Recast all of the records below as a Markdown table with two columns, Row and Record, giving each line its own numbered row. Leave out blank lines and the pictures.

** START **

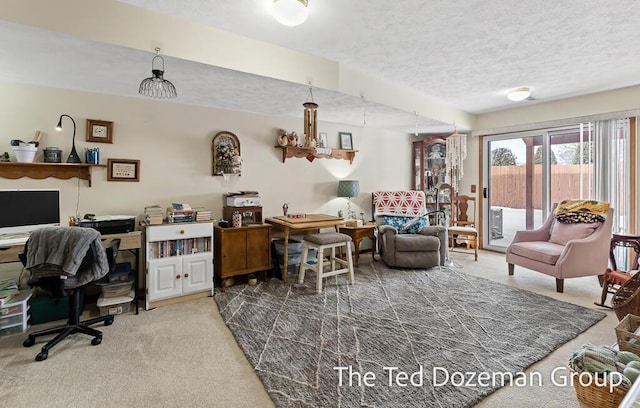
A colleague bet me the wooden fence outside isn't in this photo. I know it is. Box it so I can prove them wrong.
[490,164,593,209]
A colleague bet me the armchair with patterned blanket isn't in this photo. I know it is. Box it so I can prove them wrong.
[507,200,613,293]
[372,190,447,268]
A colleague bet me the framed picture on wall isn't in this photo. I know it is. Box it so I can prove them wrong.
[339,132,353,150]
[318,132,329,147]
[107,159,140,181]
[87,119,113,143]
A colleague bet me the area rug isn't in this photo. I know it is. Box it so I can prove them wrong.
[215,262,605,407]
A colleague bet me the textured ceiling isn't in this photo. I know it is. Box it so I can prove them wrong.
[0,0,640,133]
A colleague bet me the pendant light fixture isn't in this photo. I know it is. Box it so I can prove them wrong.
[271,0,309,27]
[302,82,318,148]
[139,47,178,99]
[56,113,82,163]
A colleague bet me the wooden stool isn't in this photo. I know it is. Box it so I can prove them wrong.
[298,232,354,293]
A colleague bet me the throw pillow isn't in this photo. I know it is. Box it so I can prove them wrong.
[549,222,600,245]
[382,215,429,234]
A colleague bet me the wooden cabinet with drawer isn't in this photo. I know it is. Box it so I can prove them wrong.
[214,224,271,290]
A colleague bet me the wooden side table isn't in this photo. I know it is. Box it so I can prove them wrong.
[609,234,640,271]
[338,222,377,266]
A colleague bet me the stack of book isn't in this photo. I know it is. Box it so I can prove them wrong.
[195,208,211,221]
[144,205,163,225]
[0,279,20,306]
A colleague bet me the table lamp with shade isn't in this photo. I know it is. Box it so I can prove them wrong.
[337,180,360,219]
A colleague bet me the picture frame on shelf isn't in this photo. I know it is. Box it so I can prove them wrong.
[318,132,329,148]
[107,159,140,181]
[86,119,113,143]
[338,132,353,150]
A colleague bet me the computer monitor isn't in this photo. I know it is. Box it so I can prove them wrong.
[0,189,60,239]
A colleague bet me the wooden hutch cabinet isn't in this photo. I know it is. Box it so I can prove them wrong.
[214,224,272,290]
[413,136,451,224]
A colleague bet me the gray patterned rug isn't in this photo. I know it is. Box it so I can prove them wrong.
[215,262,605,407]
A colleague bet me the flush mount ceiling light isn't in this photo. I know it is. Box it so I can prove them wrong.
[507,86,531,102]
[139,47,178,99]
[271,0,309,27]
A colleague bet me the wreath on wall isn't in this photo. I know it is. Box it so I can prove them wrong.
[211,131,242,176]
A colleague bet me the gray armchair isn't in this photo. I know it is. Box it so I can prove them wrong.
[372,190,447,268]
[378,225,447,268]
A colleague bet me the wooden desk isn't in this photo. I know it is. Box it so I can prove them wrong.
[338,223,377,266]
[265,214,344,283]
[0,231,142,314]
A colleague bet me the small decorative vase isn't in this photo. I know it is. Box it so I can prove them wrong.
[231,211,242,227]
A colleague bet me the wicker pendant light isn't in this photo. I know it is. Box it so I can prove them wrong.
[139,47,178,99]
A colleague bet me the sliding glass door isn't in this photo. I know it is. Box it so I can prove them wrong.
[482,119,635,250]
[483,133,543,250]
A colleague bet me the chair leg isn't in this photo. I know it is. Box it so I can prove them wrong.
[346,242,356,285]
[316,246,324,293]
[298,242,309,283]
[473,236,478,261]
[593,280,611,309]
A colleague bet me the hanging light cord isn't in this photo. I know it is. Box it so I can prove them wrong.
[360,91,367,126]
[307,81,314,102]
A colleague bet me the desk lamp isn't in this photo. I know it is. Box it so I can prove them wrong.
[56,113,82,163]
[338,180,360,219]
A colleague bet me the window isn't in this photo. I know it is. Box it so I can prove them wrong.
[482,118,635,249]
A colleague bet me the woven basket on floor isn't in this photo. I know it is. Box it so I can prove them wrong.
[611,273,640,320]
[569,359,627,408]
[616,314,640,355]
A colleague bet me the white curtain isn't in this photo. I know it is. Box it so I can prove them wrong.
[583,119,631,232]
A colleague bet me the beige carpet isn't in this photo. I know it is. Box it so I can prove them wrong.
[0,251,617,408]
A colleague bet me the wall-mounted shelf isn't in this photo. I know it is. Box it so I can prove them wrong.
[276,146,358,163]
[0,162,107,187]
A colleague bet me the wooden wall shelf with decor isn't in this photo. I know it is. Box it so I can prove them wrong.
[0,162,106,187]
[276,146,358,164]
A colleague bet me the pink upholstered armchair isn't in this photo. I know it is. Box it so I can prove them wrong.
[507,205,613,293]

** END **

▶ **TASK ANSWER**:
| Row | Record |
|---|---|
| 1 | A colleague bet me the wooden fence outside isn't in this photo. I know it is. Box it so I can prove them wrong. |
| 2 | [490,164,593,209] |
| 3 | A colleague bet me the armchair with patterned blanket isn't in this photo. I know it is. Box it so I can prove them wrong. |
| 4 | [507,200,613,293] |
| 5 | [372,190,447,268] |
| 6 | A colleague bet me the framed picture on wall isn't in this photo. I know it is. Box it so I can prove them wrong. |
| 7 | [339,132,353,150] |
| 8 | [318,132,329,147] |
| 9 | [107,159,140,181] |
| 10 | [87,119,113,143] |
| 11 | A colleague bet me the area rug isn't in this photo. I know it is. Box it so I can prove them wrong. |
| 12 | [215,262,605,407] |
| 13 | A colleague bet me the textured ceiling isn't in this photo. I know it is. Box it so I can prove them wrong. |
| 14 | [0,0,640,133] |
| 15 | A colleague bet me the pendant light fixture isn't in this photo. I know it is. Box it so I can prove them wrong. |
| 16 | [271,0,309,27] |
| 17 | [302,82,318,148] |
| 18 | [139,47,178,99] |
| 19 | [56,113,82,163] |
| 20 | A colleague bet me the wooden stool isn't in this photo. I know it is. Box it so I can prove them wrong. |
| 21 | [298,232,354,293] |
| 22 | A colleague bet me the throw pillow isn't in this photo. I know it is. Box it so I can prove them wrong. |
| 23 | [549,222,600,245] |
| 24 | [382,215,429,234] |
| 25 | A colleague bet me the wooden cabinet with drawer isn't in this photo. I know it is. Box it so I can prove them wrong. |
| 26 | [214,224,271,290] |
| 27 | A colleague bet me the wooden side table isn't in this photo. I know it is. Box it so I can prove them wrong. |
| 28 | [609,234,640,271] |
| 29 | [338,222,377,266] |
| 30 | A colleague bet me the stack of book isn't in this photo. I know it is. Box it so I can prove them wrong. |
| 31 | [195,208,211,221] |
| 32 | [144,205,163,225] |
| 33 | [0,279,20,306] |
| 34 | A colleague bet me the table lamp with shade isn't in this photo. I know it is. Box it so I can prove them wrong. |
| 35 | [337,180,360,219] |
| 36 | A colleague bet me the picture frame on shelf isn't in this photo. I know it is. Box it so I can prove them wrong. |
| 37 | [318,132,329,148] |
| 38 | [107,159,140,181] |
| 39 | [86,119,113,143] |
| 40 | [338,132,353,150] |
| 41 | A colleague bet me the computer monitor isn't in this photo. I know it is. Box it so I can prove them wrong. |
| 42 | [0,189,60,239] |
| 43 | A colleague bet me the wooden hutch cabinet isn't in this photo. I know it is. Box it so I can prove them wrong. |
| 44 | [214,224,272,290] |
| 45 | [413,136,451,224] |
| 46 | A colleague bet me the gray patterned rug isn't in this photo. I know it is. Box it so I can prove them wrong. |
| 47 | [215,262,605,407] |
| 48 | A colleague bet me the flush mount ceiling light isn't in this photo. I know it is. Box it so I can prove them wrong. |
| 49 | [507,86,531,102] |
| 50 | [139,47,178,99] |
| 51 | [271,0,309,27] |
| 52 | A colleague bet me the wreath on wall isn't in this photo. I know it is. Box it so I can prove them wrong. |
| 53 | [211,131,242,176] |
| 54 | A colleague bet me the gray armchair isn't in this photo. I know it is. Box it so I can prove them wrong. |
| 55 | [372,190,447,268] |
| 56 | [378,225,447,268] |
| 57 | A colleague bet me the wooden desk isn't in this photo. I know it is. Box it so I can prove them wrong. |
| 58 | [338,223,377,266] |
| 59 | [265,214,344,283] |
| 60 | [0,231,142,314] |
| 61 | A colleague bet me the small decorative vase isn't in this photo. I know it is. Box it so I can prove them wrong. |
| 62 | [231,211,242,227] |
| 63 | A colleague bet me the wicker pendant light isn't in this photo. I know it is. Box it so I can prove them wrong. |
| 64 | [139,47,178,99] |
| 65 | A colleague bet me the sliding glass door isn't in this photo. I know it is. Box it so I can prove them wrong. |
| 66 | [482,119,635,250] |
| 67 | [483,133,543,250] |
| 68 | A colleague bet me the chair leg isn't in this photo. I know it is. Box it so I can prove them wrong. |
| 69 | [346,242,356,285] |
| 70 | [316,246,324,293] |
| 71 | [298,242,309,283] |
| 72 | [473,236,478,261] |
| 73 | [593,280,611,309] |
| 74 | A colleague bet me the hanging light cord isn't in this photo. I know it is. Box it so I can prove them wrong. |
| 75 | [360,91,367,126] |
| 76 | [307,81,314,102] |
| 77 | A colleague bet me the desk lamp isn't in this photo. I know it is. Box it so I can prove them wrong. |
| 78 | [56,113,82,163] |
| 79 | [338,180,360,219] |
| 80 | A colleague bet me the window isn't in this photo. I know it is. Box it so I can prove them wrong. |
| 81 | [482,118,635,249] |
| 82 | A colleague bet me the woven basket on floor isn't in this photo. I know it is. Box it so I can prove them wrong. |
| 83 | [611,273,640,320] |
| 84 | [569,359,627,408] |
| 85 | [616,314,640,355] |
| 86 | A colleague bet me the white curtain isn't in this photo. I know it is. Box it so I can prove them wrong. |
| 87 | [583,119,631,232] |
| 88 | A colleague bet me the beige carpet isn't in this photo. I know it is. Box it so I can prove them wrong. |
| 89 | [0,251,617,408] |
| 90 | A colleague bet me the wall-mounted shelf isn't in this photo. I know it is. Box it so I can prove them wrong. |
| 91 | [276,146,358,163] |
| 92 | [0,162,107,187] |
| 93 | A colleague bet me the wooden wall shelf with decor isn't in this photo. I know it is. Box it so I can prove them wrong. |
| 94 | [0,162,106,187] |
| 95 | [276,146,358,164] |
| 96 | A colleague bet me the pink upholstered armchair isn't in this photo. I know it is. Box it so I can prove them wrong. |
| 97 | [507,205,613,293] |